* [Assigned task]: Repeat the part of the passage on religious restrictions during the pandemic starting with "Americans Are Fighting" and going on through "the same sort.", with every word unchanged.

** Passage shown follows **

Timelines in Massachusetts are even more disturbing. A recent webinar conducted by Cardinal Sean O’Malley of Boston predicted compliance with Baker’s orders would delay a return of religious civil liberties “two years or more.”

Alleged milestones that “must be met for any consideration of opening up” include a complete eradication of any symptom present in any kind of influenza and requirements for priests to set up “robust medical facilities” in every parish to take temperatures and conduct immunity testing. Even after meeting criteria of all three phases of the federal COVID response team, Sacraments may not resume due to the possibility of reactivation and resurgence. O’Malley speculated that “parish closures would go on forever.”

The imposition of these milestones upon religious freedom is extremely suspicious. Nothing of the sort is imposed upon hundreds of people waiting in lines to purchase plants at every Home Depot across the state.

When looking at latest available data, the irreparable harm being done seems wholly disproportionate to expected benefits. In New Hampshire, whose state motto ironically is “live free or die,” the entire population of 1.35 million was barred from earning a living for six weeks due to 85 (total) flu-related deaths. Massachusetts has seen about 5,000 COVID-19 deaths, or 0.08 percent of the state population.

Americans Are Fighting Back in the Courts

People are starting to fight back, and they are winning. Emergency police powers are subject to strict scrutiny in judicial review. To be lawful under the First Amendment, strict scrutiny mandates that government judgment calls contain no abridgment of constitutional rights unless executive orders are narrowly tailored by least restrictive means; advance a compelling interest; are unbiased, rational, and reasonable; are limited to powers conferred by statutes or the Constitution of the United States; and restrict other conduct producing substantial alleged harm of the same sort.

Based upon the burdens imposed to religious freedom, I filed a complaint on April 30 with the state Department of Justice alleging Baker’s executive orders violate the First Amendment. Baker took it upon himself to change the definition of religion and the reception of Sacraments from a First Amendment right to a non-essential business or “social gathering,” making the salvation of our immortal souls constitutionally subordinate to the authority of the government.

Baker is expected to announce his plan of reopening on May 18. If there are any restrictions on religious liberties that are not imposed upon secular activities, a motion for a preliminary injunction will swiftly follow seeking to restrain an  unconstitutional overreach of power. The status of this case and others affecting religious freedom can be followed at Catholic ReligiousFreedom.

Obvious Discrimination Against Religion

Among other important cases is the federal lawsuit brought by Lighthouse Fellowship Church of Chincoteague, Virginia. The pastor filed suit and a motion for preliminary injunction to pause enforcement of Gov. Ralph Northam’s similar executive orders. The Department of Justice filed a Statement of Interest in the case stating the church has a strong case, as Northam’s executive orders allow liquor stores and other venues to hold gatherings of more than 10 people while banning the same activity in churches.

U.S. District Judge Arenda Allen denied the preliminary injunction, stating in her ruling that giving exemptions to secular businesses is necessary to “prevent joblessness at a time when people desperately need to retain their incomes and healthcare, and a time when unemployment is drastically rising.”

This is astounding. It implies Virginia officials knew putting people out of work would impose economic destitution, which they allowed for employees of religious institutions, but not employees of Michael’s craft stores.

In contrast, Kentucky Judge Van Tatenhove’s court order states, “the prohibition on religious services presently operating in the Commonwealth is beyond what was reasonably required for the safety of the public. If social distancing is good enough for Home Depot and Kroger, it is good enough for in-person religious services which, unlike the foregoing, benefit from constitutional protection.”

** End of Passage shown **
** Supplied data follows **

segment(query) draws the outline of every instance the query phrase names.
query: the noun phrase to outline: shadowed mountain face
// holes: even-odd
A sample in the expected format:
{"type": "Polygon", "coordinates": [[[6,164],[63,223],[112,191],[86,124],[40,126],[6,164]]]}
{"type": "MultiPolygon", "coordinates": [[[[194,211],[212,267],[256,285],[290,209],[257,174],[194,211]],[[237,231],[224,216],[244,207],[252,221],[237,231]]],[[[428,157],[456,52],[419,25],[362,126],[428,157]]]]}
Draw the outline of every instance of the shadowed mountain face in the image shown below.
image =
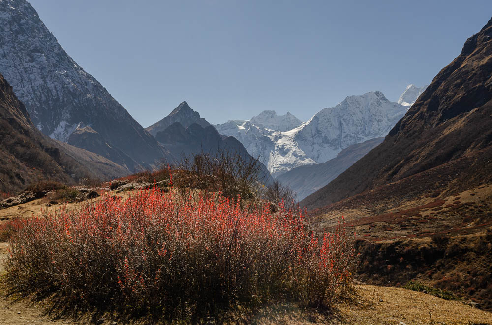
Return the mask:
{"type": "Polygon", "coordinates": [[[330,183],[383,140],[384,138],[377,137],[353,144],[333,159],[315,165],[295,168],[277,177],[277,179],[292,189],[297,194],[298,199],[302,200],[330,183]]]}
{"type": "Polygon", "coordinates": [[[466,41],[382,144],[301,203],[320,208],[375,193],[385,184],[395,197],[431,189],[442,196],[492,181],[491,76],[492,19],[466,41]],[[412,182],[399,187],[410,177],[412,182]]]}
{"type": "MultiPolygon", "coordinates": [[[[131,161],[125,162],[130,169],[149,166],[162,157],[155,139],[72,59],[29,3],[0,1],[0,72],[44,134],[66,142],[82,122],[96,131],[114,152],[130,157],[131,161]]],[[[87,139],[81,142],[79,137],[77,145],[100,151],[99,141],[87,139]]],[[[106,157],[121,160],[119,154],[106,157]]]]}
{"type": "Polygon", "coordinates": [[[185,128],[193,123],[196,123],[204,128],[210,125],[210,123],[205,119],[200,117],[198,112],[192,109],[188,103],[184,101],[174,108],[169,115],[159,122],[146,128],[146,130],[151,135],[156,136],[157,133],[163,131],[176,122],[179,122],[185,128]]]}
{"type": "Polygon", "coordinates": [[[39,180],[70,183],[127,173],[103,157],[44,135],[0,75],[0,191],[13,193],[39,180]]]}

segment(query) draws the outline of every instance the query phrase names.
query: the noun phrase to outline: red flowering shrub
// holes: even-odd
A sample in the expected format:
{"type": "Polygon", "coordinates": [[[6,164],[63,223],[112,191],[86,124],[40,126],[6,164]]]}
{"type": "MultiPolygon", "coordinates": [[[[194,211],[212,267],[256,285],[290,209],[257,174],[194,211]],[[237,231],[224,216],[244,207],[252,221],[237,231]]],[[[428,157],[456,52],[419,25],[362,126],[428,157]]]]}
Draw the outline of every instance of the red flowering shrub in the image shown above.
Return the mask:
{"type": "Polygon", "coordinates": [[[350,287],[353,236],[343,225],[318,239],[300,209],[175,192],[103,195],[30,219],[11,239],[6,282],[67,310],[174,319],[273,298],[329,306],[350,287]]]}

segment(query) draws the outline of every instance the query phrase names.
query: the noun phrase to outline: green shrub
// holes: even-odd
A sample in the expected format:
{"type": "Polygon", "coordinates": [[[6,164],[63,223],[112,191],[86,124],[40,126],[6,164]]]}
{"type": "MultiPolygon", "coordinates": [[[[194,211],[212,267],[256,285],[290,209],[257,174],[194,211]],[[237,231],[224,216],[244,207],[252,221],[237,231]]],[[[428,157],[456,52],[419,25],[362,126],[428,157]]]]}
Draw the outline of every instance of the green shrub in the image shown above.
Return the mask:
{"type": "Polygon", "coordinates": [[[420,291],[426,294],[432,295],[444,300],[460,300],[459,297],[456,297],[453,293],[450,291],[427,286],[417,281],[409,281],[406,284],[403,286],[403,288],[413,290],[414,291],[420,291]]]}

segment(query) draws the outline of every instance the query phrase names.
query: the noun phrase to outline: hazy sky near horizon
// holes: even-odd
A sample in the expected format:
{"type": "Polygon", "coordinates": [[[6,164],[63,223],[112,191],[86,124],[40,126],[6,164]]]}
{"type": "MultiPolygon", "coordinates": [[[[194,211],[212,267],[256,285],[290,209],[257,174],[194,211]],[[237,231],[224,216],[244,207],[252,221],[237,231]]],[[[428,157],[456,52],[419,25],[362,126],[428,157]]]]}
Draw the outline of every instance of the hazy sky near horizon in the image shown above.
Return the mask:
{"type": "Polygon", "coordinates": [[[428,84],[492,1],[28,0],[144,127],[184,100],[212,123],[303,120],[347,96],[428,84]]]}

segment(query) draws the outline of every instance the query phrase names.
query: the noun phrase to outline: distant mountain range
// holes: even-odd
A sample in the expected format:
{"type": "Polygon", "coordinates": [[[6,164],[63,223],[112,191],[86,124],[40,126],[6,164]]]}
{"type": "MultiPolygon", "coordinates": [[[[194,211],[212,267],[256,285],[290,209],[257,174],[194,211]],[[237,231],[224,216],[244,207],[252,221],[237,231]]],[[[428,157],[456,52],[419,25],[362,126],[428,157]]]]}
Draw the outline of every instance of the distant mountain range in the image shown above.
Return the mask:
{"type": "Polygon", "coordinates": [[[300,201],[330,183],[384,139],[377,137],[352,144],[338,153],[335,158],[315,165],[297,167],[279,175],[277,179],[292,189],[300,201]]]}
{"type": "Polygon", "coordinates": [[[165,156],[154,137],[66,54],[31,4],[0,1],[0,72],[43,133],[69,143],[82,123],[91,130],[78,132],[91,134],[79,134],[72,143],[130,170],[165,156]]]}
{"type": "Polygon", "coordinates": [[[340,200],[352,206],[372,200],[389,208],[384,200],[401,204],[492,182],[491,62],[492,19],[466,41],[381,144],[301,204],[325,209],[340,200]]]}
{"type": "MultiPolygon", "coordinates": [[[[249,120],[213,126],[183,102],[144,129],[66,54],[25,0],[0,1],[0,72],[34,125],[60,141],[56,142],[58,147],[85,149],[128,173],[202,150],[228,150],[258,157],[276,176],[335,159],[330,171],[324,176],[318,174],[308,189],[299,189],[304,196],[329,181],[334,171],[341,172],[353,163],[369,146],[352,147],[350,159],[338,159],[342,150],[385,136],[425,88],[410,85],[399,103],[379,91],[349,96],[305,122],[290,113],[278,116],[266,110],[249,120]],[[356,153],[358,147],[364,149],[356,153]],[[335,166],[336,162],[343,162],[335,166]]],[[[308,170],[294,171],[288,177],[298,179],[308,170]]]]}
{"type": "MultiPolygon", "coordinates": [[[[166,148],[170,162],[178,162],[184,157],[201,153],[217,156],[221,152],[239,155],[245,161],[254,159],[240,142],[233,136],[220,134],[185,101],[147,130],[166,148]]],[[[272,183],[273,179],[267,167],[260,164],[261,180],[265,184],[272,183]]]]}
{"type": "Polygon", "coordinates": [[[0,148],[0,191],[5,193],[15,193],[41,180],[70,183],[127,173],[103,157],[43,135],[1,74],[0,148]]]}
{"type": "Polygon", "coordinates": [[[353,144],[386,136],[404,115],[406,104],[416,100],[419,94],[414,88],[409,86],[402,95],[411,102],[404,102],[405,105],[374,91],[348,96],[304,123],[289,113],[279,116],[265,111],[248,121],[215,126],[221,134],[238,139],[250,154],[259,156],[277,176],[297,167],[327,162],[353,144]]]}
{"type": "Polygon", "coordinates": [[[417,99],[419,98],[424,91],[427,88],[427,86],[423,87],[417,87],[413,84],[409,84],[405,89],[401,95],[398,99],[398,104],[401,104],[404,106],[407,106],[409,108],[410,107],[413,105],[417,99]]]}

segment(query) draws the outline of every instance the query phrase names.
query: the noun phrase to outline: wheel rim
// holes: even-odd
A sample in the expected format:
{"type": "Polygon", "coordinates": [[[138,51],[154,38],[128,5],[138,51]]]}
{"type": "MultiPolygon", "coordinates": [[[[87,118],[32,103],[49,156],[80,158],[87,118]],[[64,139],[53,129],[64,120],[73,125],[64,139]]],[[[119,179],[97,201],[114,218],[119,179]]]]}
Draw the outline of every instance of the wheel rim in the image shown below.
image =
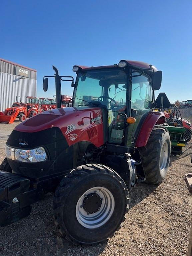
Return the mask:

** End of Supplied data **

* [Exercise answer]:
Americans Are Fighting Back in the Courts

People are starting to fight back, and they are winning. Emergency police powers are subject to strict scrutiny in judicial review. To be lawful under the First Amendment, strict scrutiny mandates that government judgment calls contain no abridgment of constitutional rights unless executive orders are narrowly tailored by least restrictive means; advance a compelling interest; are unbiased, rational, and reasonable; are limited to powers conferred by statutes or the Constitution of the United States; and restrict other conduct producing substantial alleged harm of the same sort.